_Material shown_
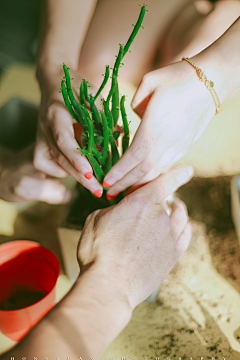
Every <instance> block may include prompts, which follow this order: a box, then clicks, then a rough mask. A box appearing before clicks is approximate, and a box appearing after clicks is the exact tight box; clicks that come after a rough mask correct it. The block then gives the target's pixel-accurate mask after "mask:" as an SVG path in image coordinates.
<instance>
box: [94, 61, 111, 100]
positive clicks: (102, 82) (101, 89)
mask: <svg viewBox="0 0 240 360" xmlns="http://www.w3.org/2000/svg"><path fill="white" fill-rule="evenodd" d="M109 74H110V70H109V65H107V66H106V70H105V75H104V79H103V82H102V84H101V85H100V88H99V89H98V91H97V93H96V95H95V96H94V101H96V99H97V98H98V96H99V95H100V94H101V92H102V90H103V89H104V87H105V85H106V83H107V82H108V78H109Z"/></svg>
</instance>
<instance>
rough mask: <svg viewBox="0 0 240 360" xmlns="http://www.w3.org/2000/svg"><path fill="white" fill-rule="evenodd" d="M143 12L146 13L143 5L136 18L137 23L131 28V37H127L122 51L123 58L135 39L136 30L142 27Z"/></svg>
mask: <svg viewBox="0 0 240 360" xmlns="http://www.w3.org/2000/svg"><path fill="white" fill-rule="evenodd" d="M145 12H146V5H143V6H142V7H141V11H140V14H139V17H138V21H137V22H136V25H135V26H134V28H133V31H132V33H131V35H130V36H129V39H128V41H127V43H126V45H125V46H124V50H123V56H124V55H125V54H126V53H127V51H128V50H129V48H130V46H131V44H132V42H133V40H134V39H135V37H136V35H137V33H138V30H139V29H140V27H141V26H142V21H143V18H144V15H145Z"/></svg>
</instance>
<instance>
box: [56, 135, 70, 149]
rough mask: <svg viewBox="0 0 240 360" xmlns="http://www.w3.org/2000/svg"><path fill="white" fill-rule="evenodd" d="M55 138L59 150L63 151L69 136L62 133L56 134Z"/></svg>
mask: <svg viewBox="0 0 240 360" xmlns="http://www.w3.org/2000/svg"><path fill="white" fill-rule="evenodd" d="M54 138H55V141H56V143H57V146H58V147H59V149H63V148H64V147H65V145H66V142H67V138H68V135H66V134H65V133H62V132H57V133H56V134H55V136H54Z"/></svg>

_Problem to solve_
Write out all the entries again, word for word, and print no images.

_The answer_
Every <instance> block may include prompts, which follow this order: a box, then clicks, then a rough mask. A box appearing before clicks is approximate, and a box appearing after clicks is the exact tight box; clicks that come after a rough mask correct it. The block then gives the target's pixel-accurate mask after "mask:" as an SVG path in image coordinates.
<instance>
box: [94, 61, 111, 100]
positive clicks: (102, 82) (101, 89)
mask: <svg viewBox="0 0 240 360" xmlns="http://www.w3.org/2000/svg"><path fill="white" fill-rule="evenodd" d="M109 74H110V70H109V65H107V66H106V70H105V75H104V79H103V82H102V84H101V85H100V88H99V89H98V91H97V93H96V95H95V96H94V101H96V99H97V98H98V96H99V95H100V94H101V92H102V90H103V89H104V87H105V85H106V83H107V82H108V78H109Z"/></svg>
</instance>
<instance>
rough mask: <svg viewBox="0 0 240 360" xmlns="http://www.w3.org/2000/svg"><path fill="white" fill-rule="evenodd" d="M143 12L146 13L143 5L136 18L137 23L131 28V37H127L122 51L123 58L135 39L136 30L142 27Z"/></svg>
mask: <svg viewBox="0 0 240 360" xmlns="http://www.w3.org/2000/svg"><path fill="white" fill-rule="evenodd" d="M145 12H146V5H143V6H142V7H141V11H140V14H139V17H138V21H137V22H136V25H135V26H134V28H133V31H132V33H131V35H130V36H129V39H128V41H127V43H126V45H125V46H124V50H123V56H124V55H125V54H126V53H127V51H128V50H129V48H130V46H131V44H132V42H133V40H134V39H135V37H136V35H137V33H138V30H139V29H140V27H141V26H142V21H143V18H144V15H145Z"/></svg>
</instance>
<instance>
box: [56, 135, 70, 149]
rough mask: <svg viewBox="0 0 240 360" xmlns="http://www.w3.org/2000/svg"><path fill="white" fill-rule="evenodd" d="M55 138L59 150L63 151L69 136L62 133L56 134Z"/></svg>
mask: <svg viewBox="0 0 240 360" xmlns="http://www.w3.org/2000/svg"><path fill="white" fill-rule="evenodd" d="M54 138H55V141H56V143H57V146H58V147H59V149H63V148H64V147H65V145H66V142H67V138H68V135H66V134H65V133H62V132H57V133H56V134H55V136H54Z"/></svg>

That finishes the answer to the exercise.